Given request 1
According to the Kosice biography, in what year did Kosice move to Paris?
Given request 2
Reproduce word for word the passage of the Kosice biography, starting at "The members of" and ending at "of metallic sculptures.".
Given request 3
Resume the Kosice biography from the point at which it stops.

Given text

[start]

KOSICE Gyula

Of Hungarian origin, Gyula Kosice  (born Fernando Fallik) arrived in Argentina with his family in 1928. He studied drawing and modeling, and in 1944, interested in vanguard art, he founded with others the magazine Arturo, which supported non-figurative art. The same year, he made Röyi, his first abstract sculpture, with movable parts that invited the spectator to transform it. When the Arturo group dissolved, Kosice participated in the exhibitions of the Asociación Arte Concreto-Invención (1945) and joined the Madí movement (in 1946) together with Carmelo Arden Quin, Martin Blaszko and Rhod Rothfuss.

The members of the Madí group questioned the lack of universality of concrete art. Their approach was, rather, to invent and create objects with timeless and absolute value. In 1946, Kosice initiated his Estructuras lumínicas con gas neón, works that for the first time used neon tubes as part of his investigations into the use of new materials and technologies. At the same time he was also produced paintings with trimmed frames and a variety of metallic sculptures.

In 1947, after the publication of the Madi manifesto and the organization of some exhibitions, a dispute arose between Kosice and Arden Quin. This caused a split in the Madí movement. Arden Quin went to Paris, while Kosice and Rothfuss continued exhibiting Madí art in Buenos Aires and Montevideo. They published the magazine Arte Madí Universal, directed by Kosice. In 1947, Kosice had his first solo exhibition (Galerías Pacífico, Buenos Aires), in which he displayed works made with aluminum, Plexiglas and neon light. By this time, the trimmed frame of his paintings had disappeared and the color planes were freed of constraint. With the Madí group he participated in important group exhibitions, such as Arte Nuevo (Salón Kraft, Buenos Aires, 1947), Salón des Réalités Nouvelles (Paris, 1948) and Salón Nuevas Realidades (Galería Van Riel, Buenos Aires, 1949).

In 1948, Kosice made his first experiments integrating water and art and produced his Esculturas hidrocinéticas. During the 1950s and 1960s, he continued developing his work, both with luminance current and hydrokinetics, which he combined in some cases. In 1954, he stopped publishing Arte Madí Universal, and in 1957, he moved to Paris. There, his hydrokinetic works reached greater dissemination with the launching of the manifesto La arquitectura del agua en la escultura (1959) and the exhibition Sculptures hydrauliques (Galerie Denise René, 1960). In 1964, he returned to Argentina.

The publishing of the manifesto La ciudad hidroespacial (1971) began a new stage of Kosice’s career. In it, he proposed a solution to worldwide overpopulation through a project of urban habitat animated by hydraulic energy located at 1,500 meters of altitude. The works that he made for this project, which in reality were scaled-down models, constituted a synthesis of art, science, technology and science a fiction. Throughout this decade, he presented this project in several exhibitions, including ones at the Espace Pierre Cardin (Paris, 1975) and the Planetarium Galileo Galilei (Buenos Aires, 1979).

[end]

Information supplied
[start]

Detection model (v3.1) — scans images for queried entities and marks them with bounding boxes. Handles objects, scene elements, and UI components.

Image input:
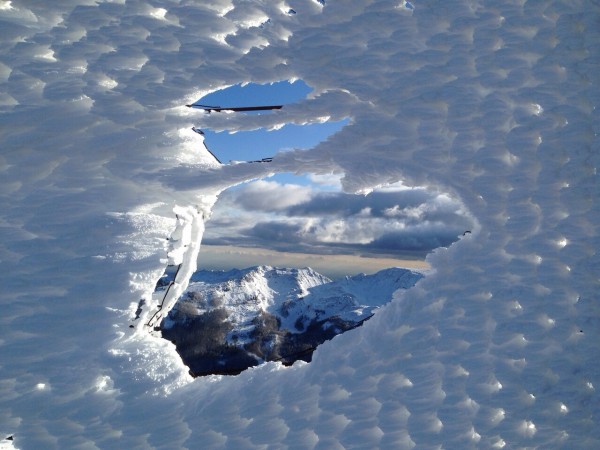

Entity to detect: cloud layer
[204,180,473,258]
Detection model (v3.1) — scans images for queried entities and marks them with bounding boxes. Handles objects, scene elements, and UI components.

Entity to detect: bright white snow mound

[end]
[start]

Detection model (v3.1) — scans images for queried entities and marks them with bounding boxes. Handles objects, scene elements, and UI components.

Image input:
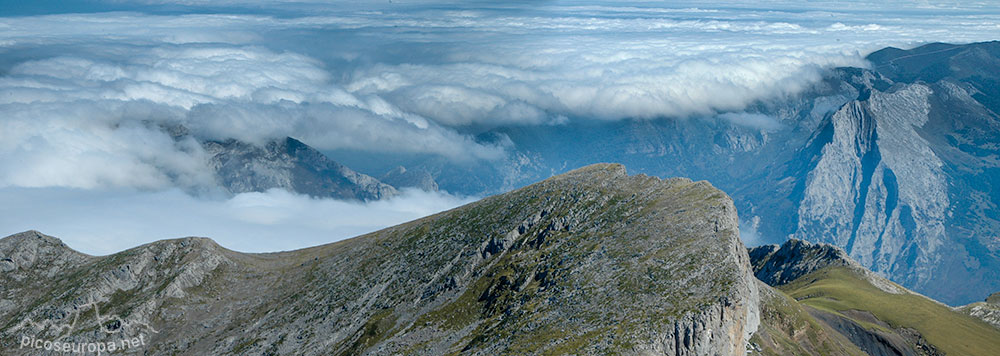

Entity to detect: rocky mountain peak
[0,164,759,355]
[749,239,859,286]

[end]

Exercise response 1
1957

Exercise response 2
The members of the Madí group questioned the lack of universality of concrete art. Their approach was, rather, to invent and create objects with timeless and absolute value. In 1946, Kosice initiated his Estructuras lumínicas con gas neón, works that for the first time used neon tubes as part of his investigations into the use of new materials and technologies. At the same time he was also produced paintings with trimmed frames and a variety of metallic sculptures.

Exercise response 3
Kosice created numerous works for public spaces, including Faro de la cultura (La Plata, Argentina, 1982), Victoria (Olympic Park, Seoul, Korea, 1988), and Monumento a la democracia (Buenos Aires, Argentina, 2000). Recently he has been recognized in Argentina with several awards, amongst them the Premio a la Trayectoria en Artes Plásticas (Fondo Nacional de las Artes, 1994) and the Premio Cultura Nación (Secretaría de Cultura de la Nación, 2007).

Gyula Kosice lives and works in Buenos Aires.

Gyula KOSICE (Fernando Fallik)

Semicurvas, Relieve Luminco, 1947/2006

Neon gas, plexiglass, and wood
20 1/4 x 24 1/4 in. (51.44 x 61.59 x 18.41 cm.)

 

Kosice_2

Gyula KOSICE (Fernando Fallik)

Obra luminica movil, 1950

Five acrylic columns, moto, light

22 13/16 x 11 13/16 x 11 13/16 in. (58 x 30 x 30 cm.)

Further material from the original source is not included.